## REQUIREMENTS:
Tally the lines in the records below that contain the string "capped", counting only matches with the same capitalization. Reply with the number alone.

>> START DATA SUPPLIED

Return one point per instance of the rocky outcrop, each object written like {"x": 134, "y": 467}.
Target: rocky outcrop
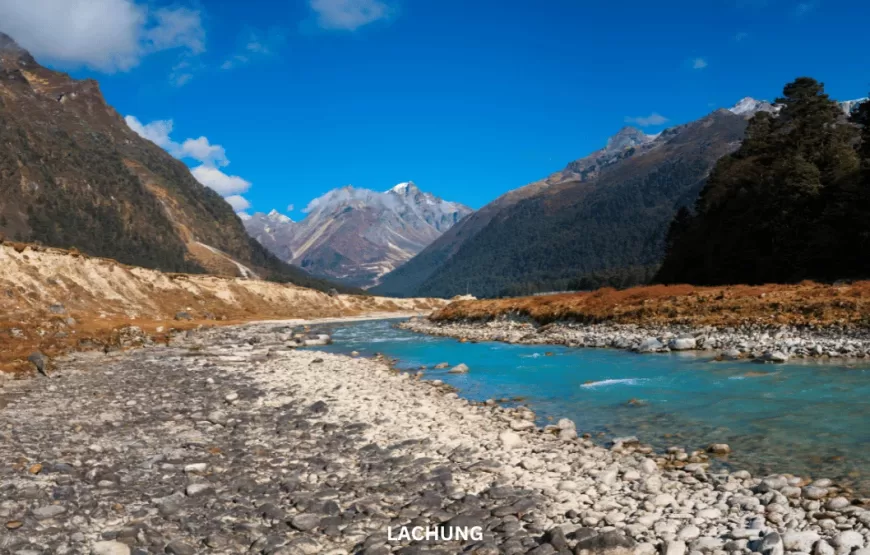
{"x": 73, "y": 174}
{"x": 774, "y": 344}
{"x": 228, "y": 441}
{"x": 356, "y": 235}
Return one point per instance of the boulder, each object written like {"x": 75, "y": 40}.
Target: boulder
{"x": 510, "y": 440}
{"x": 774, "y": 356}
{"x": 40, "y": 362}
{"x": 649, "y": 345}
{"x": 459, "y": 369}
{"x": 683, "y": 344}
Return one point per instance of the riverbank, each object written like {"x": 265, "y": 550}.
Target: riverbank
{"x": 228, "y": 441}
{"x": 55, "y": 301}
{"x": 762, "y": 343}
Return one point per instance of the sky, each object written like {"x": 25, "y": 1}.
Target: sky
{"x": 275, "y": 102}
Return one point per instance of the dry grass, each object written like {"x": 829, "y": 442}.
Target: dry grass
{"x": 803, "y": 304}
{"x": 103, "y": 297}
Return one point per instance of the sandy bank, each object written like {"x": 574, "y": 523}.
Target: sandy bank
{"x": 227, "y": 439}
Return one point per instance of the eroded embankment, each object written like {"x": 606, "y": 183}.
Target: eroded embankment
{"x": 226, "y": 441}
{"x": 54, "y": 300}
{"x": 771, "y": 322}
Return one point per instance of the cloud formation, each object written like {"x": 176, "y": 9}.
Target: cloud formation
{"x": 210, "y": 156}
{"x": 238, "y": 202}
{"x": 105, "y": 35}
{"x": 348, "y": 15}
{"x": 225, "y": 185}
{"x": 255, "y": 45}
{"x": 645, "y": 121}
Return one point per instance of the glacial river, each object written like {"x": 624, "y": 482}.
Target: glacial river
{"x": 810, "y": 419}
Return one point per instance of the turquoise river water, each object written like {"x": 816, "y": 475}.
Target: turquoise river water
{"x": 810, "y": 419}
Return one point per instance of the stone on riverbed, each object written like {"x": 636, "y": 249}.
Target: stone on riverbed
{"x": 459, "y": 369}
{"x": 110, "y": 548}
{"x": 649, "y": 345}
{"x": 510, "y": 440}
{"x": 774, "y": 356}
{"x": 682, "y": 343}
{"x": 730, "y": 354}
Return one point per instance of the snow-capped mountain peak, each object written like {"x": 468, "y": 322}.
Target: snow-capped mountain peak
{"x": 276, "y": 216}
{"x": 749, "y": 106}
{"x": 402, "y": 188}
{"x": 357, "y": 235}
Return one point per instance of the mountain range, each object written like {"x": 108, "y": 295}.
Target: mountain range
{"x": 602, "y": 220}
{"x": 355, "y": 236}
{"x": 74, "y": 175}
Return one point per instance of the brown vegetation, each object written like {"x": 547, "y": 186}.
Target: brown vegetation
{"x": 804, "y": 304}
{"x": 55, "y": 300}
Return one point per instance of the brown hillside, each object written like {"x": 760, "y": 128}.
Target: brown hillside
{"x": 804, "y": 304}
{"x": 55, "y": 300}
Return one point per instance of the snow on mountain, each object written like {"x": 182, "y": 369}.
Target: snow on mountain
{"x": 749, "y": 106}
{"x": 850, "y": 106}
{"x": 358, "y": 235}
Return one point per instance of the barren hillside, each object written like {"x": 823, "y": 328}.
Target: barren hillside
{"x": 54, "y": 300}
{"x": 804, "y": 304}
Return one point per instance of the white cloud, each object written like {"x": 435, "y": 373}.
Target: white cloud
{"x": 235, "y": 61}
{"x": 106, "y": 35}
{"x": 348, "y": 15}
{"x": 256, "y": 45}
{"x": 176, "y": 28}
{"x": 238, "y": 202}
{"x": 223, "y": 184}
{"x": 157, "y": 131}
{"x": 644, "y": 121}
{"x": 201, "y": 149}
{"x": 210, "y": 157}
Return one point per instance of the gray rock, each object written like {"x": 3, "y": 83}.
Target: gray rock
{"x": 110, "y": 548}
{"x": 846, "y": 541}
{"x": 305, "y": 522}
{"x": 649, "y": 345}
{"x": 682, "y": 344}
{"x": 611, "y": 542}
{"x": 674, "y": 548}
{"x": 814, "y": 492}
{"x": 49, "y": 511}
{"x": 40, "y": 362}
{"x": 459, "y": 369}
{"x": 799, "y": 541}
{"x": 179, "y": 547}
{"x": 772, "y": 544}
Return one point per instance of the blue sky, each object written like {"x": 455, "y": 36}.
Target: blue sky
{"x": 471, "y": 98}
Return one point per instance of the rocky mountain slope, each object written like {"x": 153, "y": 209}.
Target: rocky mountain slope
{"x": 73, "y": 174}
{"x": 355, "y": 236}
{"x": 55, "y": 300}
{"x": 603, "y": 218}
{"x": 600, "y": 221}
{"x": 791, "y": 204}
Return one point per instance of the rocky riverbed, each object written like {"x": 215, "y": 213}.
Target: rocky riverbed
{"x": 760, "y": 343}
{"x": 230, "y": 441}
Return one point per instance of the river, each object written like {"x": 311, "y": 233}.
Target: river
{"x": 810, "y": 419}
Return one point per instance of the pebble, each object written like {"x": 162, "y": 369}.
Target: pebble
{"x": 110, "y": 548}
{"x": 150, "y": 450}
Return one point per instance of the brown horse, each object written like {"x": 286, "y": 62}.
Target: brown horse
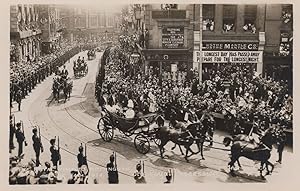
{"x": 260, "y": 153}
{"x": 183, "y": 136}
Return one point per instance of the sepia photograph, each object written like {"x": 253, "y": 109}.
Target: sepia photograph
{"x": 150, "y": 93}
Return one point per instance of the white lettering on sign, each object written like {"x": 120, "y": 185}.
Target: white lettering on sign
{"x": 229, "y": 56}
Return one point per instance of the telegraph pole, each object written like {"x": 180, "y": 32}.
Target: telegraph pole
{"x": 197, "y": 52}
{"x": 200, "y": 43}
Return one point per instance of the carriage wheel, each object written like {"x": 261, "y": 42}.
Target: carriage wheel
{"x": 105, "y": 130}
{"x": 142, "y": 144}
{"x": 157, "y": 141}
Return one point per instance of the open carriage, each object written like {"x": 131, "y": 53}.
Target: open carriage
{"x": 91, "y": 54}
{"x": 61, "y": 85}
{"x": 80, "y": 69}
{"x": 138, "y": 126}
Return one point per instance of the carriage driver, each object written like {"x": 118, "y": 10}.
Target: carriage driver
{"x": 129, "y": 114}
{"x": 64, "y": 73}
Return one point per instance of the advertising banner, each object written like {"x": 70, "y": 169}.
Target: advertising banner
{"x": 173, "y": 37}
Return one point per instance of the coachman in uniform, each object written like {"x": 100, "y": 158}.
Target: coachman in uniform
{"x": 81, "y": 158}
{"x": 139, "y": 175}
{"x": 281, "y": 143}
{"x": 12, "y": 131}
{"x": 20, "y": 139}
{"x": 19, "y": 99}
{"x": 37, "y": 145}
{"x": 55, "y": 155}
{"x": 113, "y": 176}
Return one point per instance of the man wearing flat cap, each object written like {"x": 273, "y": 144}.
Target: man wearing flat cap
{"x": 37, "y": 146}
{"x": 20, "y": 139}
{"x": 55, "y": 155}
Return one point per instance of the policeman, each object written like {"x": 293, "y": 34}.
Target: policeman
{"x": 168, "y": 177}
{"x": 280, "y": 143}
{"x": 113, "y": 176}
{"x": 64, "y": 73}
{"x": 37, "y": 145}
{"x": 55, "y": 155}
{"x": 20, "y": 138}
{"x": 139, "y": 176}
{"x": 19, "y": 99}
{"x": 81, "y": 158}
{"x": 12, "y": 131}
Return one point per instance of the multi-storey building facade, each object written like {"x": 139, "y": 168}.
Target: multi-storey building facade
{"x": 25, "y": 32}
{"x": 216, "y": 34}
{"x": 89, "y": 23}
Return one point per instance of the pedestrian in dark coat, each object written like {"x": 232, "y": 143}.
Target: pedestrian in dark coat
{"x": 20, "y": 139}
{"x": 280, "y": 144}
{"x": 55, "y": 155}
{"x": 37, "y": 146}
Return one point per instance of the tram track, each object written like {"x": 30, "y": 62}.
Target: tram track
{"x": 67, "y": 111}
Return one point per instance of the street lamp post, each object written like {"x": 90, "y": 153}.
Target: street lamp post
{"x": 200, "y": 44}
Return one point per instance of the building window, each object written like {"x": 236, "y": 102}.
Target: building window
{"x": 229, "y": 17}
{"x": 169, "y": 6}
{"x": 287, "y": 13}
{"x": 208, "y": 17}
{"x": 285, "y": 44}
{"x": 250, "y": 18}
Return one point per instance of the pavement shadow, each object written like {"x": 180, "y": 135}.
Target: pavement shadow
{"x": 239, "y": 177}
{"x": 120, "y": 146}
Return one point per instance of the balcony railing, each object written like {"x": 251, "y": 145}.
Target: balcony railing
{"x": 169, "y": 14}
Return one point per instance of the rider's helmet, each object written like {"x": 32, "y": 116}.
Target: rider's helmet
{"x": 168, "y": 176}
{"x": 80, "y": 149}
{"x": 111, "y": 158}
{"x": 138, "y": 167}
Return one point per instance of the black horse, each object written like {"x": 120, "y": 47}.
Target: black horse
{"x": 203, "y": 131}
{"x": 260, "y": 153}
{"x": 65, "y": 87}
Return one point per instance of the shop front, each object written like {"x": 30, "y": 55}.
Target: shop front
{"x": 226, "y": 58}
{"x": 167, "y": 63}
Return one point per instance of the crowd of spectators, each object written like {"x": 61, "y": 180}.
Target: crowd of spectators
{"x": 231, "y": 91}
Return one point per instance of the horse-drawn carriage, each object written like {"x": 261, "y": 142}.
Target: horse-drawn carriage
{"x": 80, "y": 69}
{"x": 138, "y": 126}
{"x": 91, "y": 54}
{"x": 62, "y": 85}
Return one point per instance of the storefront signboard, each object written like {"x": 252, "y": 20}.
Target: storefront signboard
{"x": 173, "y": 37}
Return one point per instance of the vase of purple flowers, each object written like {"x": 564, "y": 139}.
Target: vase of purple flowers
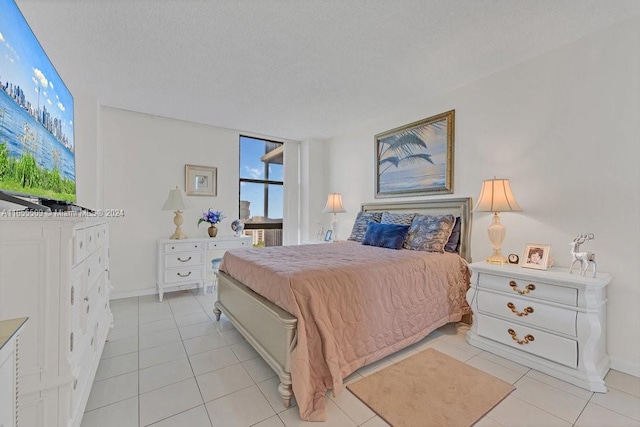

>> END DATA SUPPLIED

## SOLUTION TO THIS EXERCISE:
2